- _MATERIAL FOR THE TASK_

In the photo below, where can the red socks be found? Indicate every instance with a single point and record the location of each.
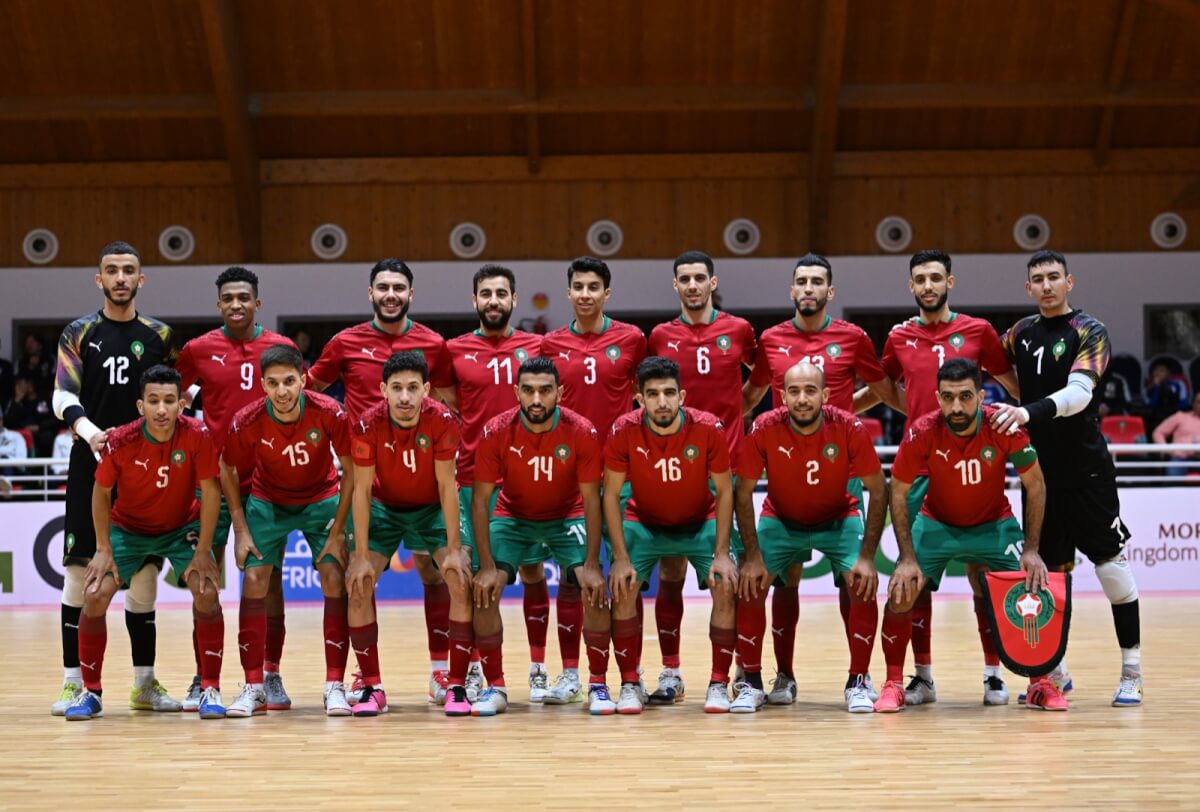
(337, 638)
(570, 624)
(537, 613)
(93, 641)
(252, 638)
(669, 619)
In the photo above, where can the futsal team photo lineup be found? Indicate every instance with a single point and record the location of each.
(599, 461)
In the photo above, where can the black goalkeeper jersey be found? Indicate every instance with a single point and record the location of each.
(1045, 352)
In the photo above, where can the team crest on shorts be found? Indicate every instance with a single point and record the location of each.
(1029, 612)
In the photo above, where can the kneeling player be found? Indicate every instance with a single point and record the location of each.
(155, 464)
(669, 453)
(403, 488)
(966, 517)
(549, 459)
(808, 451)
(289, 439)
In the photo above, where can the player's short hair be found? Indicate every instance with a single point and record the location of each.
(930, 256)
(119, 247)
(693, 258)
(655, 367)
(538, 365)
(811, 259)
(160, 373)
(395, 266)
(589, 265)
(280, 355)
(960, 370)
(238, 274)
(1045, 257)
(406, 361)
(491, 270)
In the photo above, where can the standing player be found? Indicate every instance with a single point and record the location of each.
(711, 347)
(913, 352)
(357, 355)
(808, 450)
(670, 452)
(289, 439)
(843, 352)
(597, 358)
(1061, 354)
(549, 459)
(484, 366)
(160, 462)
(101, 360)
(403, 488)
(223, 364)
(966, 516)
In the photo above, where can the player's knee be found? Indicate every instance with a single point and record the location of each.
(143, 590)
(72, 587)
(1116, 579)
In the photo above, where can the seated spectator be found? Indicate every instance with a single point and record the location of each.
(1182, 427)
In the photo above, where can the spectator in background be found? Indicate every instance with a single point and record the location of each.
(1182, 427)
(36, 365)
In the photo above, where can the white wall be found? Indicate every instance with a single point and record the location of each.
(1113, 287)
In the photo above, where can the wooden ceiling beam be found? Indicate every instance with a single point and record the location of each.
(1115, 78)
(229, 85)
(831, 58)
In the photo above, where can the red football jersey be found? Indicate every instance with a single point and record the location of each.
(293, 462)
(485, 370)
(711, 358)
(916, 350)
(966, 474)
(669, 474)
(156, 481)
(598, 370)
(357, 355)
(840, 349)
(403, 457)
(807, 474)
(541, 473)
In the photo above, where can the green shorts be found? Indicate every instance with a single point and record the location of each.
(132, 549)
(270, 525)
(785, 543)
(516, 542)
(647, 546)
(996, 545)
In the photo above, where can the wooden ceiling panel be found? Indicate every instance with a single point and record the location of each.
(1001, 128)
(675, 132)
(951, 41)
(379, 44)
(117, 47)
(382, 137)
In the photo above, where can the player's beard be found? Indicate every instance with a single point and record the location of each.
(390, 319)
(498, 322)
(936, 306)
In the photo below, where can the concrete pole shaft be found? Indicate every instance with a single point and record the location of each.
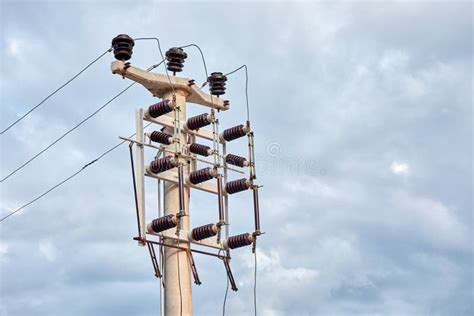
(178, 290)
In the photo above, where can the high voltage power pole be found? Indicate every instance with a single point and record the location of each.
(179, 150)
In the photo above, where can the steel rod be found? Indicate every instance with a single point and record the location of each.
(135, 189)
(256, 210)
(183, 248)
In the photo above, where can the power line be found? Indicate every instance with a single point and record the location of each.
(202, 56)
(255, 283)
(68, 178)
(161, 54)
(55, 91)
(246, 87)
(225, 297)
(73, 128)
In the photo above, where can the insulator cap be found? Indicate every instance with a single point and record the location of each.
(233, 133)
(175, 57)
(162, 223)
(196, 122)
(162, 164)
(237, 186)
(160, 108)
(203, 232)
(217, 83)
(199, 149)
(236, 160)
(123, 47)
(238, 241)
(162, 138)
(202, 175)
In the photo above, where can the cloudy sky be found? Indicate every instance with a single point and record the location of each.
(363, 117)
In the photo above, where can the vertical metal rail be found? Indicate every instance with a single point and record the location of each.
(140, 174)
(156, 267)
(220, 207)
(256, 210)
(197, 281)
(226, 197)
(135, 188)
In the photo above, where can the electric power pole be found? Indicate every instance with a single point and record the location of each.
(178, 169)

- _WHAT YOU NEED TO DO_
Reproduce each entry verbatim, excluding any embedded images.

- _RESULT FOR THIS EXERCISE_
In the photo below, where can the red socks be found? Indicate every instance with a single point and record the location of each.
(337, 638)
(570, 624)
(537, 613)
(93, 641)
(252, 638)
(669, 619)
In the photo above, where can the futsal team photo lineup be found? Indicate every instance with a single point and record the location of each.
(599, 461)
In the photo above, where can the black goalkeeper jersey be found? Indicate every instance with a single point and record the location of each.
(1045, 352)
In the photo above, where can the team crest on shorts be found? Indicate every instance with a single point and record the location of each.
(1029, 612)
In the photo above, where can the kneeling player be found? Indicate every instance with a single point and record the location of each.
(155, 464)
(669, 453)
(403, 488)
(966, 517)
(549, 459)
(808, 451)
(289, 439)
In the photo above, where can the player's short hair be found? Indicate every instance with a single point and record the location of each.
(930, 256)
(119, 247)
(693, 258)
(655, 367)
(538, 365)
(811, 259)
(160, 373)
(395, 266)
(589, 265)
(280, 355)
(960, 370)
(238, 274)
(1045, 257)
(406, 361)
(491, 270)
In the photo above, where can the standing player be found? Indicate every instance with a single point and record the location of each.
(711, 347)
(913, 352)
(357, 355)
(808, 450)
(670, 452)
(289, 439)
(843, 352)
(597, 358)
(1061, 354)
(549, 459)
(484, 366)
(160, 462)
(101, 360)
(403, 488)
(223, 364)
(966, 516)
In the photo above, where can the player's knee be found? Indicate every instance with a single point and record the location of each.
(143, 590)
(72, 587)
(1116, 579)
In the photo above, where can the seated spectator be found? Indicate every instance with a single point and record the location of each.
(1182, 427)
In the photo above, where can the spectator in background be found? Indicate every instance with a single point and record the location of each.
(1182, 427)
(36, 365)
In the photo above, where can the white wall be found? Indicate every instance with a single point and record the location of each.
(1113, 287)
In the photo above, where can the wooden ceiling beam be found? Indicate every instance with a single point and record the location of each.
(1115, 78)
(229, 85)
(831, 58)
In the photo above, where can the red football jersey be found? Indicate every instance with a single point and record the location of each.
(293, 462)
(485, 370)
(711, 358)
(916, 350)
(966, 474)
(669, 474)
(156, 481)
(598, 370)
(357, 355)
(840, 349)
(403, 457)
(807, 474)
(541, 473)
In the photo above, where can the green shorts be found? Indicate every instance with a single point and record the location of each.
(132, 549)
(270, 525)
(785, 543)
(516, 542)
(647, 546)
(996, 545)
In the photo above, where can the wooden ceiling panel be found? Indicate every instance with a single point and record the location of each.
(1001, 128)
(675, 132)
(951, 41)
(379, 44)
(117, 47)
(382, 137)
In the photo above, where can the player's beard be found? Indicate every instance with a single point and record the location of each.
(390, 319)
(498, 322)
(936, 306)
In the photo below, where can the concrete pole shaft be found? Indicate every instance with a single point and record the location of each.
(178, 290)
In the photo above, where can the high voltage power pole be found? Indicate every instance with a single point and record the location of each.
(179, 150)
In the photo above, where can the steel rod be found? Indicate every instance with a single point and record the location of each.
(135, 189)
(256, 210)
(183, 248)
In the photo above, where can the power line be found? Indicate every instance with a single point and record the location of each.
(202, 56)
(255, 283)
(68, 178)
(161, 54)
(55, 91)
(246, 87)
(225, 297)
(73, 128)
In the photo above, where can the insulator cap be found? Indicate every instance with a single point and record the location of each.
(233, 133)
(175, 57)
(162, 223)
(196, 122)
(162, 164)
(237, 186)
(160, 108)
(203, 232)
(217, 83)
(199, 149)
(236, 160)
(123, 47)
(238, 241)
(162, 138)
(202, 175)
In the photo above, where can the cloudy sky be found? Indicate every instance with a single point and record the location of each.
(363, 117)
In the photo above, where can the vertical metal rail be found? Indicate every instance with a single point and record the location of each.
(140, 174)
(156, 267)
(220, 207)
(256, 210)
(197, 281)
(226, 197)
(135, 188)
In the photo above, where can the electric power pole be found? Indicate every instance with a single point and record the location of each.
(178, 169)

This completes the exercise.